[Begin EXCERPT PROVIDED]

Run a frame bag, every 40-something dad will think you are riding an ebike.


----------



## shwinn8 (Feb 25, 2006)

civilians? What does 3 up and 3 down mean to you?


----------



## bikeranzin (Oct 2, 2018)

_CJ said:


> That's what people said about suspension bikes when they first came around. Now, bikes that most resemble mountain bikes of the past are called something else --> "gravel bikes"
> 
> I'd bet dollars to dimes that inside 20 years, non-electrified mountain bikes will be nearly non-existent. Relics that get ridden by relics in defiance of the modern age, like guys on fixed gear bikes today.


Yep. This is the exact reason that cars killed off bikes, and planes killed off cars. In the leisure domain, it's why dirt bikes killed of mountain bikes.

...
Oh wait...



yakswak said:


> It happens not too infrequently on the fireroad climb up when I’m riding my Hightower V1. Usually it’s newer mountain bikers, and they assume I have an E-bike because I’m blasting by them on my own or because I’m towing one or both of my kids (…and still passing them). I‘m usually not going hard or fast…most of the newer riders are in their lowest gear, spinning slowly and barely moving.

[End EXCERPT PROVIDED]
[Begin PROVIDED RECORDS]

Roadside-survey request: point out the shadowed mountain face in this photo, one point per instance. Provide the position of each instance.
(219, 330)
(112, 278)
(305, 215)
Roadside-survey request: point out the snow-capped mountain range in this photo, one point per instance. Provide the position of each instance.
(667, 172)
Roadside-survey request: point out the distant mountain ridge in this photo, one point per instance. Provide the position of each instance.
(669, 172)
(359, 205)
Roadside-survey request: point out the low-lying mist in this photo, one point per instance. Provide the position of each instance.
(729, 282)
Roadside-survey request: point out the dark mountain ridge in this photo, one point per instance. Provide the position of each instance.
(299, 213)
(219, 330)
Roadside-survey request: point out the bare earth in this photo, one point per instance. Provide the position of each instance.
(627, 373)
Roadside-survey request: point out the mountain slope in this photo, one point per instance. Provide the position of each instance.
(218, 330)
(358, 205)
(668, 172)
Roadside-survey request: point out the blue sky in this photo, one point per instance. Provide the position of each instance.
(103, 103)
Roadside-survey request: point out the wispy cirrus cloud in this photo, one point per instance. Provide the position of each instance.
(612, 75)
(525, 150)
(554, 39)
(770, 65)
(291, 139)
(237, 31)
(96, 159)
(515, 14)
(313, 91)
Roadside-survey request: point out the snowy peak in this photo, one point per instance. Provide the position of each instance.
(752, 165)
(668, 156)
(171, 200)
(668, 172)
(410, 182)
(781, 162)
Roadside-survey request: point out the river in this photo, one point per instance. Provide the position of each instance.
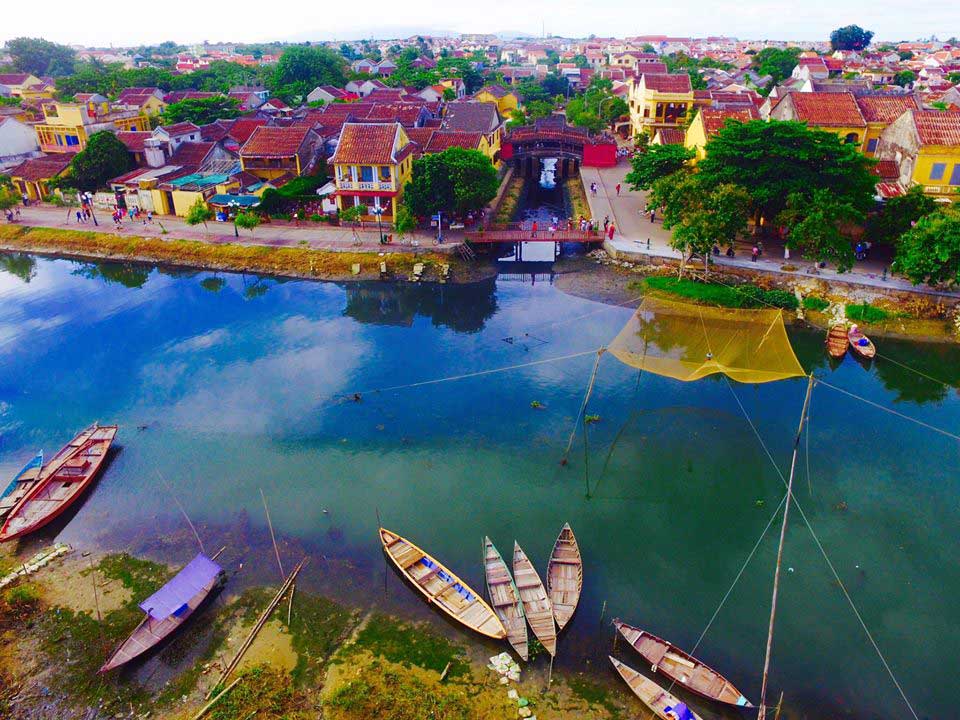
(226, 384)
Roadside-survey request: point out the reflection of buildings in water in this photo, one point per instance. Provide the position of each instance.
(464, 308)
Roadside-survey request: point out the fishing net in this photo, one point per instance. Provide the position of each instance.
(688, 342)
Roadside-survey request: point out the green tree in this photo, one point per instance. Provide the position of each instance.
(816, 225)
(202, 111)
(103, 158)
(898, 215)
(40, 57)
(658, 161)
(904, 78)
(772, 160)
(850, 37)
(199, 213)
(247, 221)
(930, 251)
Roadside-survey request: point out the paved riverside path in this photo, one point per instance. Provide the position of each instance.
(634, 230)
(275, 233)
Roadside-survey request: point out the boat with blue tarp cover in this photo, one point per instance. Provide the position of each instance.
(441, 586)
(168, 608)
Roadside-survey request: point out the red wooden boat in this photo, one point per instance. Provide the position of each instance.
(681, 667)
(62, 481)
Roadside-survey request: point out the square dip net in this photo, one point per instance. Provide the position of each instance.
(688, 342)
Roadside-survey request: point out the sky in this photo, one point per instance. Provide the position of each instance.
(188, 21)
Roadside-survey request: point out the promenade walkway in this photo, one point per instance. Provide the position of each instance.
(276, 233)
(637, 238)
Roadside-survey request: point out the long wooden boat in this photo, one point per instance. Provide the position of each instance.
(663, 704)
(441, 587)
(682, 667)
(21, 484)
(861, 344)
(536, 603)
(62, 481)
(565, 576)
(505, 598)
(168, 608)
(837, 341)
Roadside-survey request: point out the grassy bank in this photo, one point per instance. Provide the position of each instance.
(300, 262)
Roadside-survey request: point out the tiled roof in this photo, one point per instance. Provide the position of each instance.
(471, 117)
(828, 109)
(443, 139)
(275, 141)
(42, 168)
(937, 128)
(663, 82)
(714, 120)
(134, 140)
(885, 108)
(368, 143)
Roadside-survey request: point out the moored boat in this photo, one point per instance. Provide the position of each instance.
(663, 704)
(441, 587)
(861, 344)
(536, 603)
(681, 667)
(62, 481)
(565, 576)
(505, 598)
(168, 608)
(21, 484)
(837, 341)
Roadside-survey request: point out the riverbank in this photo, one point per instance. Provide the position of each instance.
(282, 261)
(328, 660)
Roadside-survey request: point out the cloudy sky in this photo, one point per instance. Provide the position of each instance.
(188, 21)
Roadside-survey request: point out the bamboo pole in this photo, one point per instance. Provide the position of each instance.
(762, 710)
(261, 621)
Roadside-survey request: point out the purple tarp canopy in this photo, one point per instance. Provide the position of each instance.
(183, 586)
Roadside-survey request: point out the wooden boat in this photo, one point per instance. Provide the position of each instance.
(565, 576)
(682, 667)
(861, 344)
(168, 608)
(21, 484)
(536, 603)
(663, 704)
(505, 598)
(837, 341)
(441, 587)
(62, 481)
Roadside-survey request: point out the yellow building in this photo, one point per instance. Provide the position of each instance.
(925, 144)
(832, 112)
(68, 126)
(505, 100)
(659, 101)
(372, 164)
(708, 122)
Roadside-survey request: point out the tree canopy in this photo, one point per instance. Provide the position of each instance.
(103, 158)
(40, 57)
(656, 162)
(202, 111)
(850, 37)
(455, 180)
(929, 252)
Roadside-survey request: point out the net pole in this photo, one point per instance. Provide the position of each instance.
(762, 711)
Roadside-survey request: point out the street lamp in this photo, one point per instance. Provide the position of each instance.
(378, 212)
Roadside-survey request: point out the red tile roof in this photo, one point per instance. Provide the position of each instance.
(42, 168)
(937, 128)
(369, 143)
(885, 108)
(828, 109)
(275, 141)
(663, 82)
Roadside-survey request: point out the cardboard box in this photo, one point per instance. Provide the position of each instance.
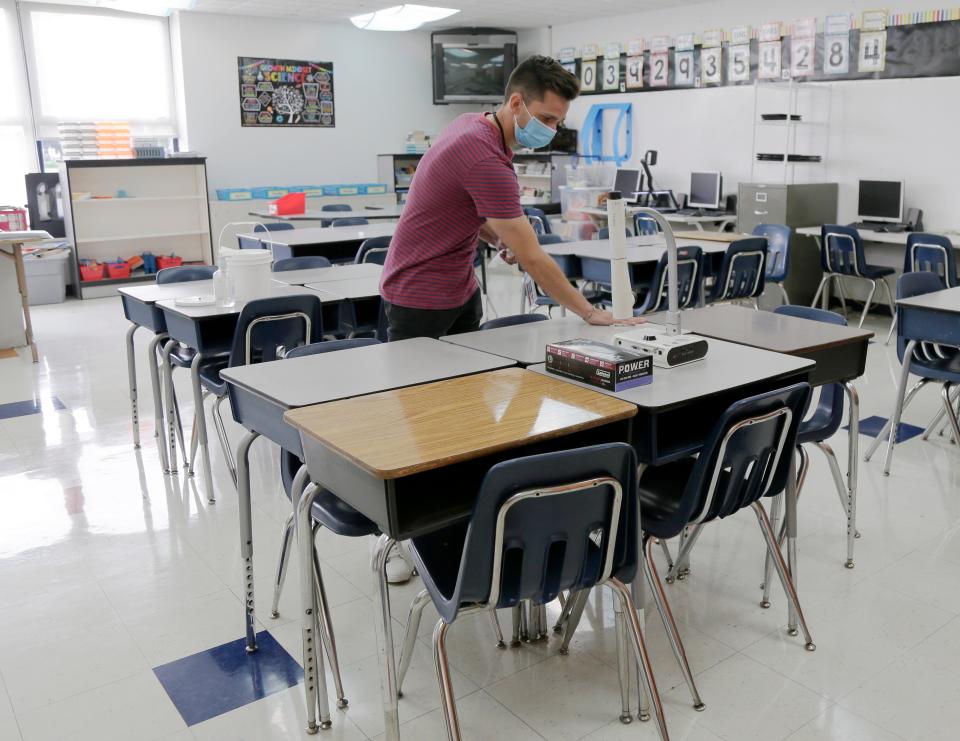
(605, 366)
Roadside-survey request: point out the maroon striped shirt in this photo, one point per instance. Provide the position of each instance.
(465, 178)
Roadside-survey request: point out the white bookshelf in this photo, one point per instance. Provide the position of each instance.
(120, 208)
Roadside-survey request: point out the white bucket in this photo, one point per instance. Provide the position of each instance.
(250, 271)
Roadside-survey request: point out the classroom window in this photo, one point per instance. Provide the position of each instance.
(98, 67)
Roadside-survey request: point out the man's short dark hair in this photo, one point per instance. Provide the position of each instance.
(534, 76)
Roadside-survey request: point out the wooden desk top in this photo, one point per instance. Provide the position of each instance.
(768, 331)
(398, 433)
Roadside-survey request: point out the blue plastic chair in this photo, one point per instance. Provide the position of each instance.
(741, 272)
(352, 221)
(304, 262)
(816, 430)
(334, 208)
(373, 250)
(538, 220)
(644, 225)
(689, 279)
(928, 361)
(267, 329)
(541, 525)
(841, 255)
(778, 254)
(745, 457)
(513, 319)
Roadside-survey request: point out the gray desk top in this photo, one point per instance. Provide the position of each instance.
(384, 212)
(726, 366)
(526, 343)
(325, 235)
(298, 382)
(150, 293)
(329, 275)
(355, 288)
(946, 300)
(276, 289)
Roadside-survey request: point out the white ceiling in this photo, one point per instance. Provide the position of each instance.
(515, 14)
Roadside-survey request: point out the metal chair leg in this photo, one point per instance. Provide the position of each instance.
(222, 435)
(446, 681)
(410, 636)
(783, 572)
(635, 632)
(281, 576)
(666, 615)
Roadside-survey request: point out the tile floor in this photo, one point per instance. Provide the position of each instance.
(109, 570)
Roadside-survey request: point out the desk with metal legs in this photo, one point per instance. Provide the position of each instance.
(261, 394)
(428, 477)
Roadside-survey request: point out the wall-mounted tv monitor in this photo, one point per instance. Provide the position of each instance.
(472, 69)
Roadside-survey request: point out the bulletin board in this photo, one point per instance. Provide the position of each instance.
(285, 92)
(880, 45)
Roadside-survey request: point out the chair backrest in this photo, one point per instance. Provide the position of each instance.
(604, 233)
(268, 328)
(538, 219)
(745, 457)
(689, 275)
(333, 207)
(273, 226)
(509, 321)
(841, 250)
(546, 523)
(373, 250)
(304, 262)
(249, 243)
(909, 285)
(829, 411)
(778, 250)
(185, 273)
(643, 224)
(742, 270)
(931, 253)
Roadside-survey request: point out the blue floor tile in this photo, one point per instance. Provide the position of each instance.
(226, 677)
(31, 406)
(871, 427)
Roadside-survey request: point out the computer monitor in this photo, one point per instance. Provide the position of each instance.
(705, 189)
(627, 183)
(880, 200)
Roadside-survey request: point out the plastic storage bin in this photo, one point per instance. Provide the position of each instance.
(47, 277)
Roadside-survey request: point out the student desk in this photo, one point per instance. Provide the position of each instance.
(208, 330)
(334, 242)
(327, 275)
(368, 212)
(412, 460)
(933, 317)
(840, 354)
(141, 310)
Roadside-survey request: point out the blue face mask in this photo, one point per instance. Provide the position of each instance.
(536, 134)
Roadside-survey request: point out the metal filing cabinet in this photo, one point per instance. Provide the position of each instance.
(796, 205)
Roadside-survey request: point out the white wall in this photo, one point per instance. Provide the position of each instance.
(882, 129)
(382, 91)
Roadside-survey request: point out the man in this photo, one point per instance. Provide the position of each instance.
(465, 188)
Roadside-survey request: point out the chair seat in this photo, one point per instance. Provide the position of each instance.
(210, 374)
(661, 494)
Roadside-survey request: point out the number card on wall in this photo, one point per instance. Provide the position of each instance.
(634, 72)
(873, 51)
(711, 72)
(659, 69)
(588, 75)
(683, 69)
(611, 73)
(770, 60)
(738, 69)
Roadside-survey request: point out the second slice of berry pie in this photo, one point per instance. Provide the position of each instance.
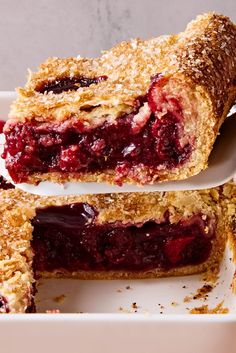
(144, 112)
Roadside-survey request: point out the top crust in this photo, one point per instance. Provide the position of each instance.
(204, 56)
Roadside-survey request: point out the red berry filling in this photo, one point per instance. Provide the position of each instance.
(136, 140)
(2, 123)
(4, 308)
(68, 238)
(4, 184)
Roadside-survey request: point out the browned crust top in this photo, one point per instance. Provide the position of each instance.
(204, 56)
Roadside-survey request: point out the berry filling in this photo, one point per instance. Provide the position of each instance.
(4, 184)
(2, 123)
(69, 238)
(4, 308)
(146, 138)
(69, 84)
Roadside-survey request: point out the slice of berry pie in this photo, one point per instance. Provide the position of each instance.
(145, 111)
(113, 236)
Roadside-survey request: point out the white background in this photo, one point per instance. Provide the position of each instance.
(32, 30)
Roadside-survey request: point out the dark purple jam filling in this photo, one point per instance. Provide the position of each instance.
(4, 308)
(68, 238)
(4, 184)
(70, 84)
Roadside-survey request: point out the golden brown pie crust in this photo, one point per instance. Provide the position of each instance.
(18, 208)
(199, 65)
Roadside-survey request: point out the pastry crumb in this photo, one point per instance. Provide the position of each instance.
(60, 299)
(53, 311)
(204, 309)
(174, 304)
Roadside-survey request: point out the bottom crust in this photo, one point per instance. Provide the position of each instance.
(18, 210)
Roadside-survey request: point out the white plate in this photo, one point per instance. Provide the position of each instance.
(104, 328)
(222, 167)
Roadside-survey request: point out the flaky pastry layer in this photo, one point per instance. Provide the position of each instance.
(198, 67)
(18, 209)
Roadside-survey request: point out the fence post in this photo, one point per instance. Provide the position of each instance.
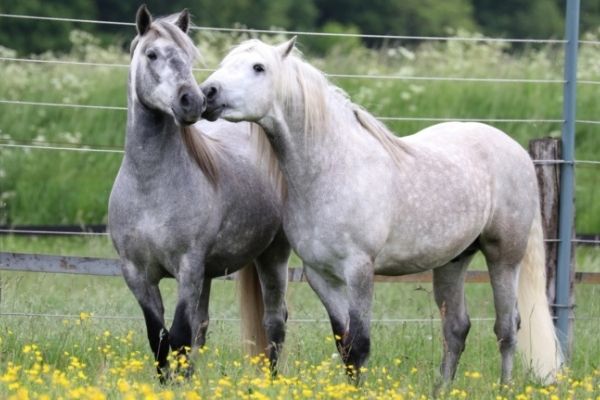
(548, 151)
(566, 206)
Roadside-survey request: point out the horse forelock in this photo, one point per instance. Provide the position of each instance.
(165, 28)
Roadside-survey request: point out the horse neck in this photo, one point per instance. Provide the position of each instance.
(153, 141)
(304, 155)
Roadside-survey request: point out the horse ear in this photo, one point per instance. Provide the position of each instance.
(183, 21)
(286, 48)
(143, 19)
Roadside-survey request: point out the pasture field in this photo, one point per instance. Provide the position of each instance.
(94, 345)
(83, 337)
(56, 187)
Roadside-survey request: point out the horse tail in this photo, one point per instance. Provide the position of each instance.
(254, 336)
(537, 339)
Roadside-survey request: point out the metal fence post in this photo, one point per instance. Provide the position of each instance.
(566, 208)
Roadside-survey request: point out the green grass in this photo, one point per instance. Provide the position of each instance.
(59, 187)
(409, 350)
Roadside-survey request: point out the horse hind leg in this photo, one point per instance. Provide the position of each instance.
(504, 275)
(449, 293)
(271, 267)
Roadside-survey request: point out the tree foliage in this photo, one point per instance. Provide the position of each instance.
(508, 18)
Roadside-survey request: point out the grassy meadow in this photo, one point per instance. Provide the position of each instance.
(59, 187)
(94, 345)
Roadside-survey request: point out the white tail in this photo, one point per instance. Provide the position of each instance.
(537, 339)
(254, 336)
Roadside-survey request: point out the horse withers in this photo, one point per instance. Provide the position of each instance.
(362, 202)
(189, 205)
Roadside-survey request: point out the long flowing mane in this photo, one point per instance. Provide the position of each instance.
(316, 93)
(205, 151)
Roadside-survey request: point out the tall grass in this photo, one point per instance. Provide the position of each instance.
(404, 358)
(56, 187)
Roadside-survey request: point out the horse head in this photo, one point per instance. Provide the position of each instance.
(162, 57)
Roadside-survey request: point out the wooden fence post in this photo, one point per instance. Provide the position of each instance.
(546, 154)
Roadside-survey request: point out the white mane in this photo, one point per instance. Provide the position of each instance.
(315, 97)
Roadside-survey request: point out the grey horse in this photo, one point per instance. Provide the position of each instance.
(362, 202)
(188, 205)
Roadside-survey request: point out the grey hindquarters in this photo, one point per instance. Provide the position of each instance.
(512, 198)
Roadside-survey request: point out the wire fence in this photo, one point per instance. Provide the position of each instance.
(83, 148)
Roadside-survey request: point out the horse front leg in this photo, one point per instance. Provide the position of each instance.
(190, 321)
(449, 293)
(346, 291)
(148, 296)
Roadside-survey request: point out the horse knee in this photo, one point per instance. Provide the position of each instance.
(356, 343)
(506, 333)
(181, 332)
(455, 334)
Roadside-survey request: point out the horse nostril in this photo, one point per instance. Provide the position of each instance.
(184, 100)
(212, 92)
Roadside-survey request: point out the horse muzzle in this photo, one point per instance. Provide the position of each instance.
(213, 107)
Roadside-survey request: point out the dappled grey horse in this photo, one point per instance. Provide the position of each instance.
(189, 205)
(362, 202)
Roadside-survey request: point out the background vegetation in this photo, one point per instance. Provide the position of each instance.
(509, 18)
(69, 187)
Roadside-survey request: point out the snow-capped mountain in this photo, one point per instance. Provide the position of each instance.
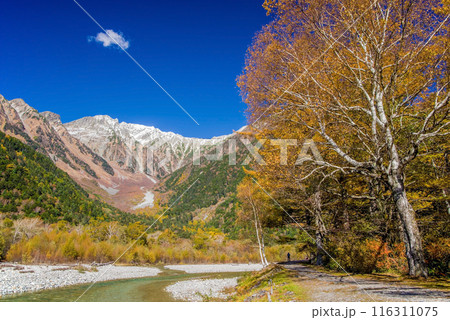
(115, 161)
(135, 147)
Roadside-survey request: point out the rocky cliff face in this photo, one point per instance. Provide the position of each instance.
(45, 132)
(137, 148)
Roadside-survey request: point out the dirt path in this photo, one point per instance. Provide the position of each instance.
(322, 286)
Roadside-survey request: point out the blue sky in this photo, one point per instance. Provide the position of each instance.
(194, 48)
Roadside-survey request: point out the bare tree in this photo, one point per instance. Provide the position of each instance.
(368, 79)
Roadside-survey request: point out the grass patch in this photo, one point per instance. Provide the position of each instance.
(275, 281)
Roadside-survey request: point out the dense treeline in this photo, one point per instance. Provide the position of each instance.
(208, 184)
(360, 116)
(29, 240)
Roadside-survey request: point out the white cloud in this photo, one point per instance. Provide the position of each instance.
(110, 38)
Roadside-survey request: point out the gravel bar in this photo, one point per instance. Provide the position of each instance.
(16, 279)
(215, 268)
(199, 289)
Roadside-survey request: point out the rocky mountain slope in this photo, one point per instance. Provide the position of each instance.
(46, 134)
(118, 162)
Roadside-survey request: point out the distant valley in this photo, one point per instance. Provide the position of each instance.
(117, 162)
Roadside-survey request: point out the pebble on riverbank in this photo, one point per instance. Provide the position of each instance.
(201, 289)
(16, 279)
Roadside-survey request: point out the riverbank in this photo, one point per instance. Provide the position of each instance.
(20, 278)
(17, 278)
(299, 282)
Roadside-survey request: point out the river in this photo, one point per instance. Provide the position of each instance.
(150, 289)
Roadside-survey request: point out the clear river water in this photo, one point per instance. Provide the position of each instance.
(150, 289)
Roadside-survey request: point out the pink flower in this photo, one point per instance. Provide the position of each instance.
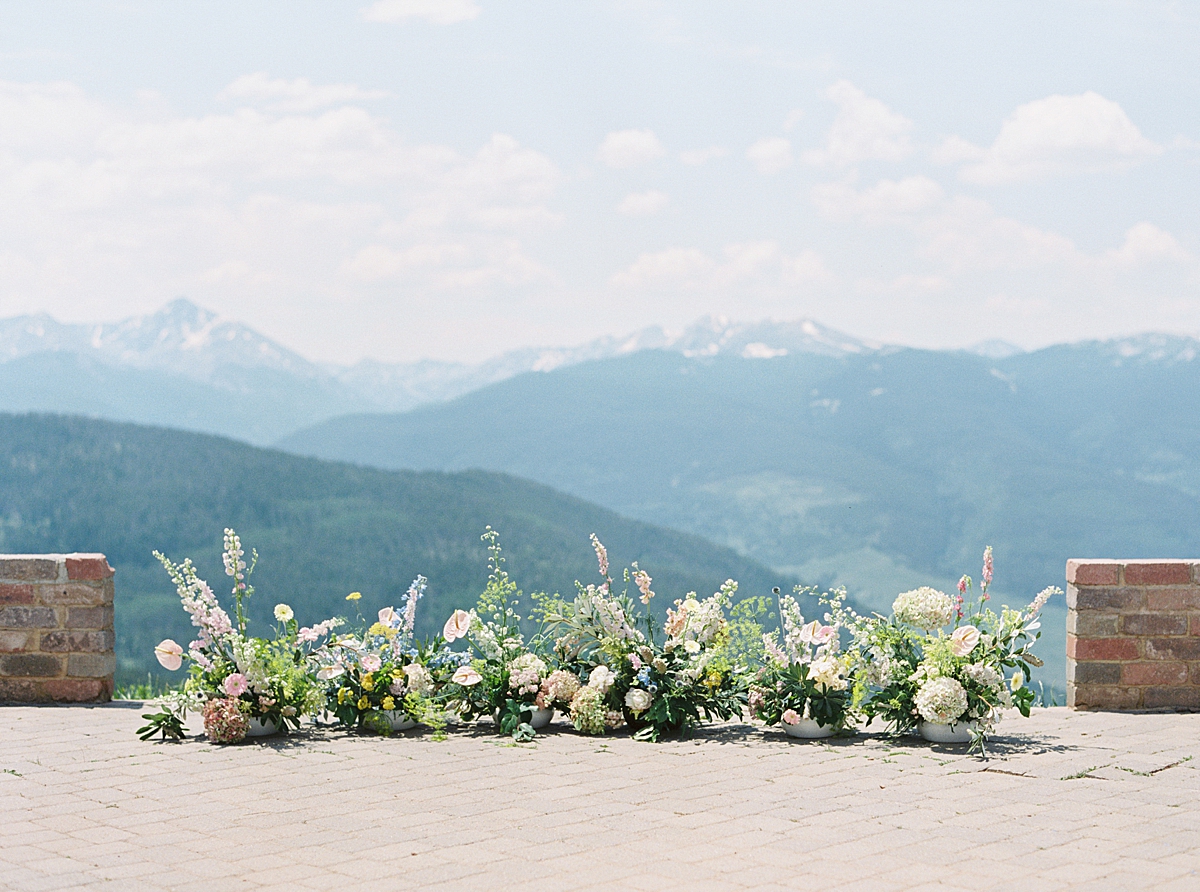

[End PROVIDED RECORDS]

TASKS TO PERFORM:
1. Name every forum username that appears in the thread about e-bikes and mountain bikes.
2. Repeat the portion of the e-bike thread that runs from "## bikeranzin (Oct" up to and including "of mountain bikes.".
The listing comes from a separate source.

ANSWERS PER TASK:
1. shwinn8, bikeranzin, _CJ, yakswak

2.
## bikeranzin (Oct 2, 2018)

_CJ said:


> That's what people said about suspension bikes when they first came around. Now, bikes that most resemble mountain bikes of the past are called something else --> "gravel bikes"
> 
> I'd bet dollars to dimes that inside 20 years, non-electrified mountain bikes will be nearly non-existent. Relics that get ridden by relics in defiance of the modern age, like guys on fixed gear bikes today.


Yep. This is the exact reason that cars killed off bikes, and planes killed off cars. In the leisure domain, it's why dirt bikes killed of mountain bikes.